[START OF Exercise material]
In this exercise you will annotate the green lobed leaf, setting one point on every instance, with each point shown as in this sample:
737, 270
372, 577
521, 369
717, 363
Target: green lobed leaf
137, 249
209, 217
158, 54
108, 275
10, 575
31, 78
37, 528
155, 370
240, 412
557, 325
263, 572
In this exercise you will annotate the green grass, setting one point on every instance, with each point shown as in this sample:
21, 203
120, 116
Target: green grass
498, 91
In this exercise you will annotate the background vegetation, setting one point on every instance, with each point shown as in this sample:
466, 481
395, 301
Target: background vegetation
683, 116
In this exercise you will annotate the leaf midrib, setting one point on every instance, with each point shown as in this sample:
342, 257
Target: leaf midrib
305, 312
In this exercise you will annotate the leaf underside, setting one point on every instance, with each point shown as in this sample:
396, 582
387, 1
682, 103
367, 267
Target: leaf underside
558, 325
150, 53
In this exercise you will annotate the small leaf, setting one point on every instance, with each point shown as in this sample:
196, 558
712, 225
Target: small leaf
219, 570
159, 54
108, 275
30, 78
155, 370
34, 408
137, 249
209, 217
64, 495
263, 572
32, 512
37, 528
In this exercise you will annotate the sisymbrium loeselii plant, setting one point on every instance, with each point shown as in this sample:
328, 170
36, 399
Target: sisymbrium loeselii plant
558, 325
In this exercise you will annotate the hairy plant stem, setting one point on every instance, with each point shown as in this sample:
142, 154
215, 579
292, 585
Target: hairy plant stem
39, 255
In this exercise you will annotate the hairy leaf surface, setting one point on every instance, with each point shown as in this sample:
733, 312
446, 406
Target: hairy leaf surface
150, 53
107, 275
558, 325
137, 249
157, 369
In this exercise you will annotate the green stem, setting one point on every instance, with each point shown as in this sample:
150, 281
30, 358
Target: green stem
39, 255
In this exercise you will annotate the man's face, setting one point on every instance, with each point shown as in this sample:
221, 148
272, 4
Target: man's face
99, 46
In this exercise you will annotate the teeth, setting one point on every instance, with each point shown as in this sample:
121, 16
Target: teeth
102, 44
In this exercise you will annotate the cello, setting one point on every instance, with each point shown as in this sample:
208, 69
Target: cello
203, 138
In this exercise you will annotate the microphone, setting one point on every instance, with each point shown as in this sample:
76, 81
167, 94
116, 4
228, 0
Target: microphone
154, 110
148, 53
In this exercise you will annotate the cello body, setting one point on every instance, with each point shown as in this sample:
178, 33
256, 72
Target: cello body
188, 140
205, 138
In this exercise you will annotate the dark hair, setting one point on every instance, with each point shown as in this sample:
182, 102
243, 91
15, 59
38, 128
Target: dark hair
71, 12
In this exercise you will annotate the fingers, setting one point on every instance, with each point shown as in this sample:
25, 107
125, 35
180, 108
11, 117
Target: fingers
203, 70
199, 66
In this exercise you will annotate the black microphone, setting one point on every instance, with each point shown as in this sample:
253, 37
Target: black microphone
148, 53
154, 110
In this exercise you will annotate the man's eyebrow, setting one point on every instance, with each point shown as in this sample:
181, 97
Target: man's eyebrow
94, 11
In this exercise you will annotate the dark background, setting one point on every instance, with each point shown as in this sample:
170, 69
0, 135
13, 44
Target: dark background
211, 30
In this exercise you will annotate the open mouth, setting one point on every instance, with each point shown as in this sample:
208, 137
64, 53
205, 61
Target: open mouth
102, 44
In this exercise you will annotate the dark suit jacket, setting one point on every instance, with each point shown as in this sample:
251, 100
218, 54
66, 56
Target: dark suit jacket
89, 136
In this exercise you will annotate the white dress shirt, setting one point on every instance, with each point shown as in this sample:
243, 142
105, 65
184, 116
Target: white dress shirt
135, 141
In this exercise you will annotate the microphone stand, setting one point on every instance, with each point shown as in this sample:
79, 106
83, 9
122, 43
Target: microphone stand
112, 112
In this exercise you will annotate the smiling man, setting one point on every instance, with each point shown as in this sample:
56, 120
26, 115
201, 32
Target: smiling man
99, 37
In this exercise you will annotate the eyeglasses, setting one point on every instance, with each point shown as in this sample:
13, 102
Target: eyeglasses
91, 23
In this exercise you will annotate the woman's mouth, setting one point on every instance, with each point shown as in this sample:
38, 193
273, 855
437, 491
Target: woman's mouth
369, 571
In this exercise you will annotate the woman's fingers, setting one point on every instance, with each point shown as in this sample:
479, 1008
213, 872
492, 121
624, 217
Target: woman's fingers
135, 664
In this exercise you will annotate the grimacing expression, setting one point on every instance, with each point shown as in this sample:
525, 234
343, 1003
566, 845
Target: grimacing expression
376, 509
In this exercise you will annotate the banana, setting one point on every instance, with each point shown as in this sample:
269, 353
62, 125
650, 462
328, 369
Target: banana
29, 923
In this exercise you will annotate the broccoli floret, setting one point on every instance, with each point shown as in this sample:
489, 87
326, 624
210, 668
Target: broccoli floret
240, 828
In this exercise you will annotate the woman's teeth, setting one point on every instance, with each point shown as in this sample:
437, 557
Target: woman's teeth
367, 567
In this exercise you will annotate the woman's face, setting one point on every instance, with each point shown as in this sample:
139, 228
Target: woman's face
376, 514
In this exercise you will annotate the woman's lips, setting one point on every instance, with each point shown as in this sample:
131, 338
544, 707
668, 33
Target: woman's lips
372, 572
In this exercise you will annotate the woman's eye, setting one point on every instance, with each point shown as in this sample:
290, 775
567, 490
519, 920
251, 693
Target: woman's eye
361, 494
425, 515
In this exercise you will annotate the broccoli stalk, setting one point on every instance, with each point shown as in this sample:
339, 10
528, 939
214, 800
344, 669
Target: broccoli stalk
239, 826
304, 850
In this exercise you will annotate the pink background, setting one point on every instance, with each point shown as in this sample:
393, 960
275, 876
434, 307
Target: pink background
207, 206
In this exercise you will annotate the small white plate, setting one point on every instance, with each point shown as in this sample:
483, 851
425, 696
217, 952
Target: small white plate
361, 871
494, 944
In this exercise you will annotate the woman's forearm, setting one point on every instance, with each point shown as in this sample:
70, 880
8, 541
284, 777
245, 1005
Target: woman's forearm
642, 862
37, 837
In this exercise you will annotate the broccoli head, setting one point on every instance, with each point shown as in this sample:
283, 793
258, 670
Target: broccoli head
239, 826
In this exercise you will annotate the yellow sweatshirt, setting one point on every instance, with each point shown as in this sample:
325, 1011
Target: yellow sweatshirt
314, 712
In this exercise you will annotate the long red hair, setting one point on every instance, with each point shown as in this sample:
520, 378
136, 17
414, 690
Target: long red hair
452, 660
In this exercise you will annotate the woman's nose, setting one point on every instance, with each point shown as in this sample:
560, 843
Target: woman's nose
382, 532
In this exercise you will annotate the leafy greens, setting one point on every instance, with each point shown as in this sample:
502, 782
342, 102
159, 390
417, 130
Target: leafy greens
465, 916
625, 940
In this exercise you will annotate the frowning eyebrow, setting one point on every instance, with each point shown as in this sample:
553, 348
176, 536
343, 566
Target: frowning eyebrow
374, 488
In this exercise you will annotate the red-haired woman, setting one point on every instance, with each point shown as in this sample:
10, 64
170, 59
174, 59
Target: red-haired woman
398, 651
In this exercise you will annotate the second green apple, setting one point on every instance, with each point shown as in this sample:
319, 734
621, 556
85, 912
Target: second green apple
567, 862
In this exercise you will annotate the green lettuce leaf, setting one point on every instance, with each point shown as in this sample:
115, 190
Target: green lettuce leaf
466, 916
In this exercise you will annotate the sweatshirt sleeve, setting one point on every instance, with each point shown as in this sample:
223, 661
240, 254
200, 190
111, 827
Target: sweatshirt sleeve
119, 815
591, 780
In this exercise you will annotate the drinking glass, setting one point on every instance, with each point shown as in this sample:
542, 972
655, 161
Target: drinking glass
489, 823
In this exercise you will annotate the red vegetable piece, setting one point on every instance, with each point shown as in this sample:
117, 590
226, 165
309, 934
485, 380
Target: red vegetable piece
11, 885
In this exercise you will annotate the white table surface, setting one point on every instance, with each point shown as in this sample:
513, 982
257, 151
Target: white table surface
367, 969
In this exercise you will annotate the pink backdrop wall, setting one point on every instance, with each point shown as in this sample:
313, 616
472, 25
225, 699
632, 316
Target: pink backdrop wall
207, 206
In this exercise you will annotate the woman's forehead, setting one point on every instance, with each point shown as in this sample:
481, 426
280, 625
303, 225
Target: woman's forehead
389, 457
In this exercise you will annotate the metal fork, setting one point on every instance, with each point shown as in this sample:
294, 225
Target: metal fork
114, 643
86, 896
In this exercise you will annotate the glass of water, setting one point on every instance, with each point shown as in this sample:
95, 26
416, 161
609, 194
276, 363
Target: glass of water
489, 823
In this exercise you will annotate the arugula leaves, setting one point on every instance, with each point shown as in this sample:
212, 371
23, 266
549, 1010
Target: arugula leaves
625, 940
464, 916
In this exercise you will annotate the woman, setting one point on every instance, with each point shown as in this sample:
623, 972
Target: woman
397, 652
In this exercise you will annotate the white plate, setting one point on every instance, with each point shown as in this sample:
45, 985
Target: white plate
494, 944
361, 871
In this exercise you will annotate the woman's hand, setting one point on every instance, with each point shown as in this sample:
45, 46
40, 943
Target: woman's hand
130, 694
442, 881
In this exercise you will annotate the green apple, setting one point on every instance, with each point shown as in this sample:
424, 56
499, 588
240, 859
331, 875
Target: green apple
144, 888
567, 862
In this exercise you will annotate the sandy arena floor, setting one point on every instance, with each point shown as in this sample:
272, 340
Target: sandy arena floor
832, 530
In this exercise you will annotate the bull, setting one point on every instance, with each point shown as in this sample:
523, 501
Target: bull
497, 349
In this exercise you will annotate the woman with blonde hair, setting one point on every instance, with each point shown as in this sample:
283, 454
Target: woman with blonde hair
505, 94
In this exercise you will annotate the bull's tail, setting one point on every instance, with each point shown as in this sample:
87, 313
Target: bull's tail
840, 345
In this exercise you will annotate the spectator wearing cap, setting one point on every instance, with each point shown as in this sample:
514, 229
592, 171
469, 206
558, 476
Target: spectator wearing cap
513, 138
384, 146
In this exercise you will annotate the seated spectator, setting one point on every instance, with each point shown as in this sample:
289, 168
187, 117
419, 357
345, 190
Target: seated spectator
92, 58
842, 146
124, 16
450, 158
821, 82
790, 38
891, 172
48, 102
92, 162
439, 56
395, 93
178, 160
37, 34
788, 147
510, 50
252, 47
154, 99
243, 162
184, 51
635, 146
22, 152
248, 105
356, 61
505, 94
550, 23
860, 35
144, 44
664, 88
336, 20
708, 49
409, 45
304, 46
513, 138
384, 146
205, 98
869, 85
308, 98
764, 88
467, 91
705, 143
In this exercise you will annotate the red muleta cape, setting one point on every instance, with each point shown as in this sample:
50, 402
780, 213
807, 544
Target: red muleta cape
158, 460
[END OF Exercise material]
• **Task**
Exactly as written, give again every line from the one containing "In this exercise you will annotate the bull, setting" through the last line of the material above, and no other lines.

• **Right answer**
In this exercise you will annotate the bull, setting one point on every instance, with each point shown as in this sample:
523, 501
Target: bull
497, 349
In this exercise you will annotate the woman with blonde hair, setting one point on every instance, with each point shown as in this sample:
283, 454
Target: woman with blonde hair
505, 94
In this exercise you will annotate the bull's tail, setting one point on every instance, with each point shown as in this sample:
87, 313
Target: bull's tail
840, 345
In this exercise you will annotate the spectator wearing cap, setting one point on every instance, with each point shown as in this sample:
514, 229
592, 171
469, 206
558, 476
Target: spectator wearing cap
513, 138
384, 146
In this exercise you will annotate the seated spectator, setting one point on every instance, with each point shown as in this sample:
289, 168
187, 117
419, 357
345, 190
Target: seated spectator
92, 58
842, 146
124, 16
450, 158
821, 82
790, 38
891, 172
48, 102
92, 162
439, 56
395, 93
178, 160
37, 34
788, 147
510, 50
252, 47
154, 99
243, 162
184, 51
635, 146
22, 152
248, 105
356, 61
505, 94
550, 23
860, 35
144, 44
664, 88
336, 20
708, 49
409, 45
304, 46
513, 138
384, 146
205, 98
869, 85
308, 98
764, 88
467, 91
705, 143
In this exercise you will annotate the red muleta cape, setting one point on every instance, with each point shown as in this sample:
50, 402
780, 213
807, 544
Target: red muleta cape
158, 460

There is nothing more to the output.